(DATA SUPPLIED)

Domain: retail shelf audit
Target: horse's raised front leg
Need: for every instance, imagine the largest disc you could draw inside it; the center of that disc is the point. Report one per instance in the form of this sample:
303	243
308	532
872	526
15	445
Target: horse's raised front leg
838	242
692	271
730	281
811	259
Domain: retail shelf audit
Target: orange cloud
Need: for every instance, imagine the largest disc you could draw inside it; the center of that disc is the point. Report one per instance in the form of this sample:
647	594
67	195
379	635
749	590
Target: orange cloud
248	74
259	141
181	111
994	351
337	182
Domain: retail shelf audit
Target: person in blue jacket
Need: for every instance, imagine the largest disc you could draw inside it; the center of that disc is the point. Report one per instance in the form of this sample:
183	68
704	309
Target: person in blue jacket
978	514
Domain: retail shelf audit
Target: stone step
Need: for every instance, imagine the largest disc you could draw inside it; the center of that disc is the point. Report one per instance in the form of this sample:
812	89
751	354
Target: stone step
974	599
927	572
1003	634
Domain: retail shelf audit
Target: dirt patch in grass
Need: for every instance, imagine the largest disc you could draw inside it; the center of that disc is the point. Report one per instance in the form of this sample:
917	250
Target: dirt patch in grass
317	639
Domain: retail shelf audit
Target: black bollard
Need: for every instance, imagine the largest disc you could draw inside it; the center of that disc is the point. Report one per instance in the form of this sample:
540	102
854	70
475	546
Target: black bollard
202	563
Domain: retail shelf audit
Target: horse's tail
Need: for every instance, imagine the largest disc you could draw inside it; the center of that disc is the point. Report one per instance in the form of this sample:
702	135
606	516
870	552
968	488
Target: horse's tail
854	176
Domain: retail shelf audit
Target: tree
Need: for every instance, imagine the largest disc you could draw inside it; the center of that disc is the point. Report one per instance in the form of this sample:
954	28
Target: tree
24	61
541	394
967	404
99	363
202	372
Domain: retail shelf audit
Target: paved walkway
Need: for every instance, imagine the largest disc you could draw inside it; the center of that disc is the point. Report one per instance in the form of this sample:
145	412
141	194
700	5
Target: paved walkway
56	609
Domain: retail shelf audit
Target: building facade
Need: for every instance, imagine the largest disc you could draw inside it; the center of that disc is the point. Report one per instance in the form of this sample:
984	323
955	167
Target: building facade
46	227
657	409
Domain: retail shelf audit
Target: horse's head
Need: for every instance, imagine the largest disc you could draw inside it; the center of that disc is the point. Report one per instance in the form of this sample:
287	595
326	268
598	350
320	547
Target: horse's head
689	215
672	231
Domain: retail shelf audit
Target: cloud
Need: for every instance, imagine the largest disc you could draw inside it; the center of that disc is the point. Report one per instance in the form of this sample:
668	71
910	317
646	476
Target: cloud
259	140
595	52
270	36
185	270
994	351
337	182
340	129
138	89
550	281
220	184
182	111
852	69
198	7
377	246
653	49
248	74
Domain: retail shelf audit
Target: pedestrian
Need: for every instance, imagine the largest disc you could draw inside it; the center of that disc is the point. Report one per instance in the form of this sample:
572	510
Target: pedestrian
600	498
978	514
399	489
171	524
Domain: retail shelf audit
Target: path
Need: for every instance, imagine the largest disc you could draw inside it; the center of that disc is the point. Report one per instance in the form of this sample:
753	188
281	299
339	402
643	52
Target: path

(End DATA SUPPLIED)

→ **YOUR TASK**
Retype each record above so that every word stays exactly the same.

→ **EXERCISE RESPONSE**
Domain: retail shelf audit
Target: horse's raised front leg
Need: for every instance, imagine the largest disc you could draw inside it; the center of that disc is the point. Report one per instance in the form of this sample:
303	243
308	532
872	526
15	445
Target: horse's raised front leg
838	242
692	271
730	281
811	259
Domain: retail shelf audit
Target: orange cloud
Need: for every instance, imagine the largest disc you could draw inside it; the center of that disc is the point. Report one per instance in the form of this sample:
647	594
67	195
379	635
749	590
Target: orange cloud
248	74
259	141
181	111
994	351
337	182
Domain: retail shelf audit
Target: person in blue jacket
Need: for every instance, imagine the largest disc you could draw inside it; the center of that disc is the point. Report one per instance in the form of this sample:
183	68
704	309
Target: person in blue jacket
978	514
Domain: retail shelf audit
Target: stone step
Need: for every instance, imagine the largest disc you could draw inside it; the center of that disc is the point. Report one per instance in the form of this sample:
812	89
751	354
Target: stone step
974	599
927	572
1003	634
Domain: retail shelf audit
Target: dirt patch in grass
Need: for every instance, imagine the largest disc you could draw inside it; the center of that disc is the point. Report one per instance in the form of this sample:
917	250
Target: dirt patch in grass
317	639
Domain: retail shelf audit
Target: black bollard
Need: for every instance, imagine the largest disc you could draw inside it; the center of that disc is the point. Report one per instance in the form of this sample:
540	102
854	70
475	546
Target: black bollard
202	563
Domain: retail shelf audit
Target: horse's tail
Need: for every instance, imagine the largest disc you could draw inside it; the center of that disc is the point. Report one per instance in the form of this sample:
702	135
606	516
870	552
968	488
Target: horse's tail
854	176
Domain: retail shelf audit
Target: tree
Need: for every instance, imagine the largest disc you could draw inside it; the center of that disc is the point. Report one per instance in the form of this sample:
954	28
Target: tree
24	61
541	394
967	404
99	363
202	372
Domain: retail shelf audit
Target: paved walkway
Need: for every instance, imagine the largest disc you could draw inside it; the center of that disc is the point. Report one per instance in the form of this sample:
145	412
141	194
700	5
Target: paved walkway
56	609
Domain: retail shelf audit
Target: building facade
Need: for every instance, imagine the largest disc you could draw inside it; the center of that disc is the point. Report one per instance in the form of this sample:
984	323
955	167
Target: building facade
46	227
657	409
Domain: retail shelf audit
Target: horse's head
Need: for every instance, imagine the largest disc you could draw inside it; the center of that disc is the point. Report one per instance in the form of this sample:
287	595
326	268
598	350
320	547
Target: horse's head
689	215
672	231
Domain: retail shelf audit
Target: cloud
Need: for every instance, imagine the largest disc you could draw inside it; the center of that disc is the point. Report one per instance in the form of this sample:
668	71
910	317
646	476
Target: cloud
259	140
595	52
270	36
185	270
994	351
337	182
340	129
138	89
550	281
220	184
182	111
852	69
198	7
377	246
653	49
248	74
Domain: retail shelf audit
Target: pedestrian
Need: for every instance, imagine the largest disc you could draw inside it; the center of that disc is the point. Report one per instance in the form of this sample:
572	510
Target: pedestrian
600	498
978	514
399	489
171	524
Domain: retail shelf audit
Target: path
Need: for every instance, imagine the largest disc you could draw inside it; the center of that disc is the point. Report one per instance in the form of this sample:
753	188
281	299
339	402
643	52
Target: path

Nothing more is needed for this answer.